DOCUMENT SECTION =>
######
Being a Space Man is Something I Have to Do

Being a Space Man is Something I Have to Do

By: Stephanie Ngo
  6575 reads

"When I found out about this I went through a wide range of emotions; first I was nervous, then anxious, then weary, apprehensive, then kinda sleepy...then worried and then concerned. But now I realize that being a space man is something you have to do."  - Marge Simpson in Deep Space Homer Episode

This is exactly how I felt when I found out that I was selected as the Special Projects Assistant for SFU Career Services, especially the part about being sleepy...kidding.

Transitioning into a workplace can be intimidating and exciting, but what I enjoyed most about my work term was how my coworkers instantly made me feel like a part of the family.  Within the first couple weeks of starting this new position, I felt overwhelmed with the list of projects that needed to be completed by the end of the summer. However, the staff's friendly attitude and willingness to lend a hand put me at ease knowing that I had support.

What I enjoy the most about working with Career Services is the open communication amongst the team because they were not only patient with my progression, but were constantly giving me constructive criticism on my work. For example, I was provided the opportunity to design stickers for a book as one of my first projects despite having minimal design experience. I was very fortunate that I had people believing in me and I was given the chance to develop my skills and further challenge myself.

Having said that, here are some tips that I learned from my colleagues that have helped ease my transition into the workplace:

  • Communicate with your supervisor and establish what his or her expectations are    (i.e. dress code, policies and asking for time off).
  • Ask questions! Do not hesitate to ask your supervisor if you are unsure about your tasks and responsibilities. There's no such thing as a dumb question.
  • Take notes during your first week of training. There will be a lot of information and they do not expect you to know everything right away.
  • Come to work early to get acquainted  with your work environment.
######
Copy the passage from the blog post on starting a co-op work term verbatim, from "What I enjoy the" to "for time off).".
######
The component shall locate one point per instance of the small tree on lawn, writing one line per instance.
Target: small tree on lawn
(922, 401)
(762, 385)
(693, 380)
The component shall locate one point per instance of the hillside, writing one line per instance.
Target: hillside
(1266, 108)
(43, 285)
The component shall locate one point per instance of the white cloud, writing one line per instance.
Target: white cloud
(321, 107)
######
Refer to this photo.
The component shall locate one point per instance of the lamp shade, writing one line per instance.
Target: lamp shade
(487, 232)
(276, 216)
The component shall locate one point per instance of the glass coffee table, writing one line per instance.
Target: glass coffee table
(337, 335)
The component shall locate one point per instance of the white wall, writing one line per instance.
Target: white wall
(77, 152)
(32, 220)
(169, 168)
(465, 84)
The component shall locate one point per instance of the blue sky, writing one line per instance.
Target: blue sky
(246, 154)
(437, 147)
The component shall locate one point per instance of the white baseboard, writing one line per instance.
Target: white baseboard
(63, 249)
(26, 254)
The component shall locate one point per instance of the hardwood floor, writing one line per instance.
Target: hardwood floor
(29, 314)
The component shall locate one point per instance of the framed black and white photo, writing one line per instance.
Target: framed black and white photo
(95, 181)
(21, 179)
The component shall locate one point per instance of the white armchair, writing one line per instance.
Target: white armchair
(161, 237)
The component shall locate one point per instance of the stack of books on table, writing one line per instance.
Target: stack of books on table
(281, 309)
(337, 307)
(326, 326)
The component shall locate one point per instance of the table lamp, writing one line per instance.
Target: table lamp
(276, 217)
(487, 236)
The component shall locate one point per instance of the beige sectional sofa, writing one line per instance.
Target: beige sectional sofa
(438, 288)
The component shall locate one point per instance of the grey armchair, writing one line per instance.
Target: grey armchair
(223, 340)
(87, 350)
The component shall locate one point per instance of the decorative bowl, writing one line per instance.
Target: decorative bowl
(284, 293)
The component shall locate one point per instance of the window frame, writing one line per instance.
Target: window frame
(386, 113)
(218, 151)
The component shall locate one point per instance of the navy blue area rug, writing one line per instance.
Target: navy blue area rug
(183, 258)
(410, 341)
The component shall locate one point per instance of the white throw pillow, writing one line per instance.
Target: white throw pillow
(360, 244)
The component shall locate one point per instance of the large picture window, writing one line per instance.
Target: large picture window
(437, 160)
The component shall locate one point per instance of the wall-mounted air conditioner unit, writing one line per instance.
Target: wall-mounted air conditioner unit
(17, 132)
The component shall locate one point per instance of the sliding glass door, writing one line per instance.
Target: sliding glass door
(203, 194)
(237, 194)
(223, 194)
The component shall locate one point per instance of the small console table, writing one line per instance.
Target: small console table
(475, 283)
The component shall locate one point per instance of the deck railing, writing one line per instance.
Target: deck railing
######
RESULT FOR THIS EXERCISE =>
What I enjoy the most about working with Career Services is the open communication amongst the team because they were not only patient with my progression, but were constantly giving me constructive criticism on my work. For example, I was provided the opportunity to design stickers for a book as one of my first projects despite having minimal design experience. I was very fortunate that I had people believing in me and I was given the chance to develop my skills and further challenge myself.

Having said that, here are some tips that I learned from my colleagues that have helped ease my transition into the workplace:

  • Communicate with your supervisor and establish what his or her expectations are    (i.e. dress code, policies and asking for time off).